Data excerpts:
--------------------------------------------------
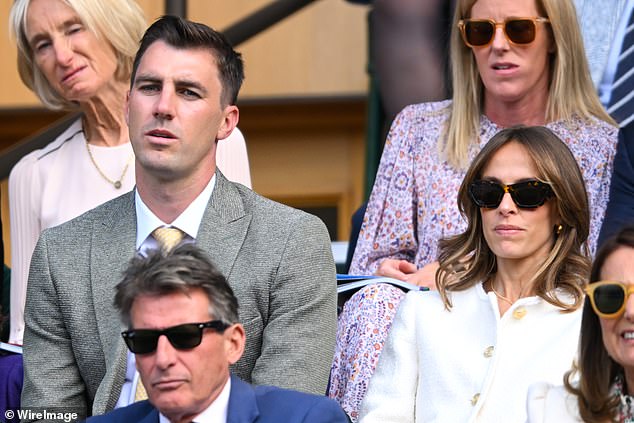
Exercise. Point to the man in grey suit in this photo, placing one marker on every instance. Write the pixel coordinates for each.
(185, 81)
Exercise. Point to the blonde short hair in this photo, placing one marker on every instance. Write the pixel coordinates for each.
(571, 91)
(121, 23)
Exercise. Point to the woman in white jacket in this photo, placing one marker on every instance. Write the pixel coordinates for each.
(507, 311)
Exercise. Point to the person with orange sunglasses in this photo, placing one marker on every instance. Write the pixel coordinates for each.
(600, 387)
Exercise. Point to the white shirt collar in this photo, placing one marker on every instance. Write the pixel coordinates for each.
(188, 221)
(215, 413)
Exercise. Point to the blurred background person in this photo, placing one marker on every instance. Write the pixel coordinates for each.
(77, 55)
(600, 387)
(505, 71)
(510, 288)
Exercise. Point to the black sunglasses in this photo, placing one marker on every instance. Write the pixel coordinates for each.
(480, 32)
(182, 337)
(527, 195)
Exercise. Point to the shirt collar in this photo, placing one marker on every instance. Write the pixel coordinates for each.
(188, 221)
(217, 410)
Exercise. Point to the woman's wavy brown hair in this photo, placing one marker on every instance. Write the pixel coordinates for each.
(466, 259)
(595, 369)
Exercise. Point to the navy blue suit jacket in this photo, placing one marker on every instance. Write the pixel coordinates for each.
(620, 210)
(248, 404)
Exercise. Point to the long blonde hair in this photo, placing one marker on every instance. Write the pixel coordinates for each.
(571, 91)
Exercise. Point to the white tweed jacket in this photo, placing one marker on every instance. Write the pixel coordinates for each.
(468, 364)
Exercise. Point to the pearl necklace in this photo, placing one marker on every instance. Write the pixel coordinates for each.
(117, 183)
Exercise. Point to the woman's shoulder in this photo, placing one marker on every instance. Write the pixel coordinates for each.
(434, 109)
(432, 302)
(26, 164)
(585, 128)
(547, 403)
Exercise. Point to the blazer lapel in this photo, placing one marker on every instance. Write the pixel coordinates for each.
(113, 245)
(224, 225)
(243, 407)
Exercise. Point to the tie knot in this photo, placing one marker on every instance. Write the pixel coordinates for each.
(168, 237)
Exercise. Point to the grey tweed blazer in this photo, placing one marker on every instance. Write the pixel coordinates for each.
(277, 260)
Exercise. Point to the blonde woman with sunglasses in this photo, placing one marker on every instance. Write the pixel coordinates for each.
(512, 62)
(510, 288)
(600, 387)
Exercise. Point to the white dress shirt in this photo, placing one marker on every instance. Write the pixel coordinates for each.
(188, 222)
(468, 364)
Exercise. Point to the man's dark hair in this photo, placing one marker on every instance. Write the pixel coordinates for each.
(184, 269)
(183, 34)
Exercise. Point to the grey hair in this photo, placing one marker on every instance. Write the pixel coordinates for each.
(184, 269)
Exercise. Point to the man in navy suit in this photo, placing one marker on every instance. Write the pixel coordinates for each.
(620, 210)
(183, 328)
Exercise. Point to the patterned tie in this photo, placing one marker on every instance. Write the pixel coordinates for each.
(622, 100)
(140, 394)
(168, 237)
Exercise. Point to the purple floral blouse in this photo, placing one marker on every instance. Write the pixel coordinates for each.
(414, 199)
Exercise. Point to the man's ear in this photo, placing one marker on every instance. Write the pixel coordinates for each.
(229, 122)
(235, 339)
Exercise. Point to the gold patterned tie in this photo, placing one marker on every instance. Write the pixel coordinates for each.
(140, 394)
(168, 237)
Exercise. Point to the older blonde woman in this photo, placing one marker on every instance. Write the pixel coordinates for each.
(77, 55)
(513, 62)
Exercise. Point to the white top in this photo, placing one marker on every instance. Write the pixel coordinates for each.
(146, 221)
(215, 413)
(551, 404)
(468, 364)
(50, 186)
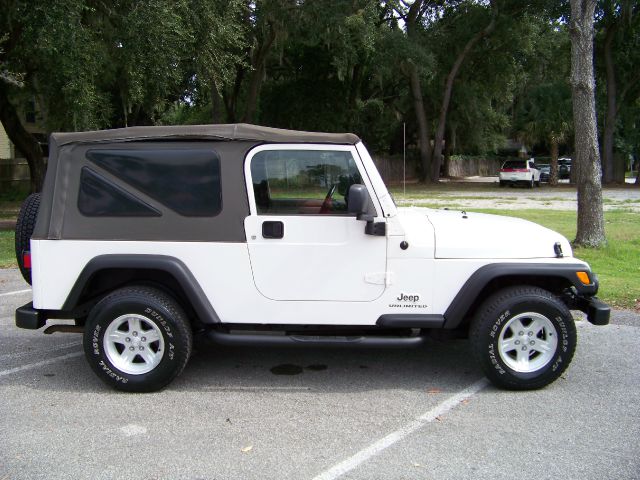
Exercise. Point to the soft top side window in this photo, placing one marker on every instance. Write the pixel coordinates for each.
(185, 180)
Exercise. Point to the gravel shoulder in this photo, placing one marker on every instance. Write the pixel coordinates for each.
(480, 194)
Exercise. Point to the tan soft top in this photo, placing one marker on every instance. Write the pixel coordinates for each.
(238, 131)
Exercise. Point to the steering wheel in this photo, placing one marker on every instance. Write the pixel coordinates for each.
(327, 203)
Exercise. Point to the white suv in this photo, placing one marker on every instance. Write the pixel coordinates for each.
(520, 172)
(147, 236)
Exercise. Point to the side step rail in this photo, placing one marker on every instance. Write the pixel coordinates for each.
(244, 340)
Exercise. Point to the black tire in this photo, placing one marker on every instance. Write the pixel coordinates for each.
(159, 316)
(24, 229)
(494, 337)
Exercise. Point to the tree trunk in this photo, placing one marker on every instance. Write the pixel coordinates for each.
(553, 171)
(610, 117)
(257, 75)
(22, 139)
(448, 89)
(587, 155)
(216, 104)
(424, 133)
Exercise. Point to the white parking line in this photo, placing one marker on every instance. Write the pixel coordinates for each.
(372, 450)
(17, 292)
(10, 356)
(29, 366)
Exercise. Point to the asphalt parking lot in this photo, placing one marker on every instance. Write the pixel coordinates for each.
(324, 414)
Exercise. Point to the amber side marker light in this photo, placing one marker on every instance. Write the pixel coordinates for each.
(584, 278)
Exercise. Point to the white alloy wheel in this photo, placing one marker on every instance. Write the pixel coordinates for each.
(133, 344)
(528, 342)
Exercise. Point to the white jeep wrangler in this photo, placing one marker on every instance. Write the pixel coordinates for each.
(256, 235)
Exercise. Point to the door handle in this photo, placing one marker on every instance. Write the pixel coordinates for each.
(273, 229)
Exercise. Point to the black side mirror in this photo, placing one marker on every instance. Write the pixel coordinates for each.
(358, 200)
(359, 203)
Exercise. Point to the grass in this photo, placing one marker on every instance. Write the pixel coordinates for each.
(617, 264)
(7, 250)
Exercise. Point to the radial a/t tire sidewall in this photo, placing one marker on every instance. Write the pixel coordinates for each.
(487, 338)
(171, 364)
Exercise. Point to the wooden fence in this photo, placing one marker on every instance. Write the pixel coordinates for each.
(14, 174)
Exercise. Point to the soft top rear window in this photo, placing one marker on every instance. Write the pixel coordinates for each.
(515, 164)
(185, 180)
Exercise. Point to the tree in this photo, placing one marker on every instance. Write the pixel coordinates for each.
(620, 25)
(95, 64)
(590, 231)
(448, 89)
(542, 110)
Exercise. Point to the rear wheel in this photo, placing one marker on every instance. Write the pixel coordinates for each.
(137, 339)
(523, 338)
(24, 230)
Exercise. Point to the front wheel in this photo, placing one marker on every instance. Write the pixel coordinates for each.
(137, 339)
(523, 337)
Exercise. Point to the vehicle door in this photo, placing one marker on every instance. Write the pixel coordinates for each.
(303, 243)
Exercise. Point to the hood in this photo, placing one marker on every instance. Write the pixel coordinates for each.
(478, 235)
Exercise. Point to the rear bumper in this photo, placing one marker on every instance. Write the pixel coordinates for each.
(30, 318)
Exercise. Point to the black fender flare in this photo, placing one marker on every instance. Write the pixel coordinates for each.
(468, 294)
(170, 265)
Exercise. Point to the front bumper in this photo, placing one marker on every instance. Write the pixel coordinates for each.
(597, 311)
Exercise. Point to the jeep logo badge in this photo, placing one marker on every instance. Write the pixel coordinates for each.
(403, 297)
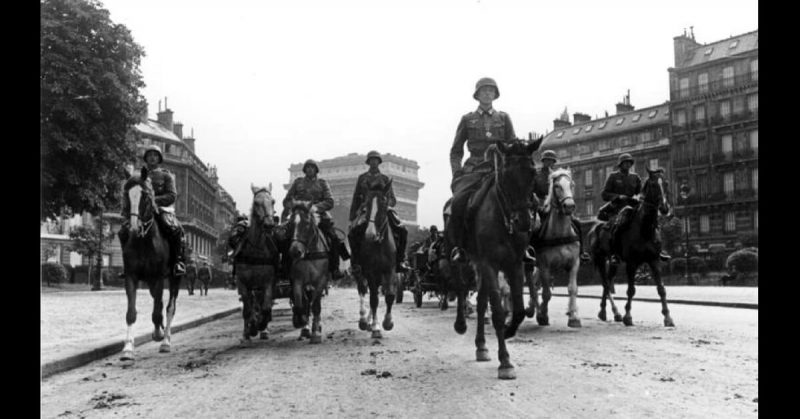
--------------------------------------------------
### [Problem to work on]
A faithful, word-for-word copy of the data is needed; the pictures should not appear in it.

### [Exercise result]
Exercise. Point to the man in grey suit in this photo, placing one marker on every instance. Write the pixel coordinates for each.
(185, 81)
Exercise. Point to the blonde short hair in this photo, placing one marker on every instance. Write the pixel coordinates for each.
(571, 91)
(121, 23)
Exercise. Point to the woman in white jacket in this photo, placing one marker on every instance. Write the pixel coordinates for each.
(507, 311)
Exercise. Point to the person with orange sunglasses in this photo, placing one marker on every instance. Write the pixel coordinates for each.
(600, 387)
Exercise. Point to the white shirt collar in this photo, placing one marker on every instance. Write the pixel coordinates for each.
(188, 221)
(215, 413)
Exercise. Point to the blurred background person in this photo, placing one marker on every instance. Write the pixel coordinates for each.
(77, 55)
(600, 387)
(505, 71)
(510, 288)
Exercise. Point to the black sunglasses in this photo, placing one marker on every instance. Write the pixel coordinates for each.
(480, 32)
(182, 337)
(527, 195)
Exercise. Point to the shirt collar in this photo, placing one marker on every instance. Write the pixel coordinates for each.
(188, 221)
(217, 410)
Exercise. Point to the woman's wavy brown hair in this photo, placing one marker on every instance. Write the pixel coordinates for each.
(466, 259)
(595, 369)
Exercise. Point to the navy blue suit jacket in this photo, placing one marker on every instance. Write the pixel coordinates for each.
(620, 210)
(248, 404)
Exercise. Point to the long blonde hair in this photo, placing one marker on every instance. Write the pixel coordinates for each.
(571, 91)
Exercise. Point to the white tweed jacket in this photo, placing one marker on every instance. Write the pixel coordinates for each.
(468, 364)
Exercise. Point to the pearl necklace in this photo, placing one marker on every instance. Write the pixel coordinates for each.
(117, 183)
Exercise. Point to the woman's shoulder in this photo, placing one marker on every instance. Write the pixel coordinates for each.
(434, 109)
(432, 302)
(26, 164)
(585, 128)
(547, 403)
Exercise. Point to the blazer lapel in this photo, placing one marker on every instance. Write the pixel coordinates for each.
(113, 245)
(224, 225)
(243, 407)
Exercise. Point to the tie knot in this photo, placing one marker on every instance. Write the pixel coordinates for each.
(168, 237)
Exercise. Point to the grey tweed blazer in this photo, placing one marker on every instance. Write the pixel coordinates for each.
(277, 260)
Exercise. Point to the blonde woman with sunglasses in this photo, placing one marker on every instance. Write the pixel coordinates for each.
(512, 62)
(510, 288)
(600, 387)
Exercise. Point to the white dress shirt in this photo, placing one marker on every instance. Write the pixel coordinates for each.
(188, 222)
(468, 364)
Exercise. Point to the man's dark hair in this photo, placing one marker on every instance. Write the pixel coordinates for each.
(184, 269)
(183, 34)
Exercise. Point to the grey hair in this photo, placing one marker on every instance. Write the pixel coordinates for each.
(184, 269)
Exercise. Point to the man in navy suit in this photo, placing one marker on every instance. Write the pixel coordinates for each.
(620, 210)
(183, 328)
Exercise. Point to the patterned tie in this photo, placing one marker on every instance. Write the pixel coordinates for each.
(622, 100)
(140, 394)
(168, 237)
Exercise. Point to the purple floral blouse in this photo, placing one marker on every instance. Write the pixel coordinates for each.
(414, 199)
Exercise. Point to the man's ear in this photo, placing one marker on every instance. Write the pixel coordinates for each.
(229, 122)
(235, 339)
Exercise. Point to the gold patterned tie in this photo, placing one marker on every instance. Write the pixel coordinates for each.
(140, 394)
(168, 237)
Exercise. Point to the older blonde woman in this photo, placing one marker on every instance. Write the pixel coordinates for each.
(77, 55)
(513, 62)
Exercise. Point to the white top in this photo, placing one marker on every instance. Write the pixel coordinates for each.
(146, 221)
(215, 413)
(551, 404)
(468, 364)
(50, 186)
Exercise. Point to the soft top side window in this photo, placing one marker on every instance. Write the pixel coordinates for each.
(185, 180)
Exercise. Point to the gravel shoulder in this photo, placing one marker on every instance. Write the pixel coordinates for each.
(480, 194)
Exercise. Point to the tan soft top in this photo, placing one marker on every instance. Write the pixel coordinates for each.
(238, 131)
Exercise. Point to the steering wheel in this photo, placing one marker on every instance. Write the pixel coordinates for each.
(327, 203)
Exercise. Point to the white suv in this photo, placing one marker on every instance. Write the pixel coordinates for each.
(520, 172)
(147, 236)
Exercise. Point to the side step rail in this photo, placing one marker on every instance. Write the pixel coordinates for each.
(244, 340)
Exercise. Point to the black tire in this photo, placing one marker on every instance. Write the pixel coordinates for each.
(159, 316)
(24, 229)
(494, 337)
Exercise. Point to the tree trunk in this photo, placing one marker on every instance. Write the pixel coordinates for each.
(553, 171)
(610, 117)
(257, 75)
(22, 139)
(448, 89)
(587, 155)
(216, 104)
(424, 133)
Exercise. Point to the white parking line in this photo, placing one marker on every instance. Write the pixel coordinates for each.
(372, 450)
(17, 292)
(10, 356)
(29, 366)
Exercise. Point to the asphalt parking lot in this photo, placing one marker on every instance. Write the pixel coordinates for each.
(324, 414)
Exercise. Point to the amber side marker light in this photo, placing one marker on every instance. Write the pixel coordinates for each.
(584, 278)
Exercise. Point to the white alloy wheel in this photo, placing one marker on every instance. Write the pixel coordinates for each.
(133, 344)
(528, 342)
Exercise. Point to the white jeep wrangler in this photo, placing one marker on every instance. Write the pixel coordinates for each.
(256, 235)
Exercise. Point to the door handle in this photo, placing one marker on every instance. Write the pixel coordinates for each.
(273, 229)
Exercise. Point to the black side mirror in this photo, placing one marker on every instance. Write the pixel coordinates for each.
(358, 200)
(359, 203)
Exercise. Point to the grass in this photo, placing one marker on every instance. Write the pixel coordinates for each.
(617, 264)
(7, 250)
Exercise. Point to the radial a/t tire sidewall in this photo, placing one marker on every instance. Write the pixel coordinates for each.
(487, 338)
(171, 364)
Exercise. Point to the wooden fence in this photo, placing one marker on every instance. Write the pixel coordinates for each.
(14, 174)
Exercise. Point to the soft top rear window in this photo, placing one marker on every instance. Write the pixel coordinates for each.
(515, 164)
(185, 180)
Exercise. Point to the tree in this photo, placing one marker on every instance. Write the pixel coordinates for each.
(620, 25)
(95, 64)
(590, 231)
(448, 89)
(542, 110)
Exercise. Point to the rear wheel in this photo, placing one marker on every instance. Write the pixel coordinates for each.
(137, 339)
(523, 338)
(24, 230)
Exercise. Point to the front wheel in this photo, placing one marker on every instance. Write the pixel coordinates for each.
(137, 339)
(523, 337)
Exercise. Point to the vehicle door in this photo, placing one marker on every instance. Write the pixel coordinates for each.
(303, 243)
Exercise. Point to the hood in this photo, placing one marker on every instance. Write the pixel coordinates for each.
(478, 235)
Exercise. Point to the rear bumper in this photo, placing one marker on every instance. Write the pixel coordinates for each.
(30, 318)
Exercise. Point to the black fender flare in this photo, placing one marker on every instance. Write the pixel coordinates for each.
(468, 294)
(170, 265)
Exercise. Point to the front bumper in this photo, placing one marker on every instance. Write the pixel coordinates for each.
(597, 311)
Exercise. Point to the jeep logo badge in this photo, placing one marker on every instance. Write the pixel coordinates for each.
(403, 297)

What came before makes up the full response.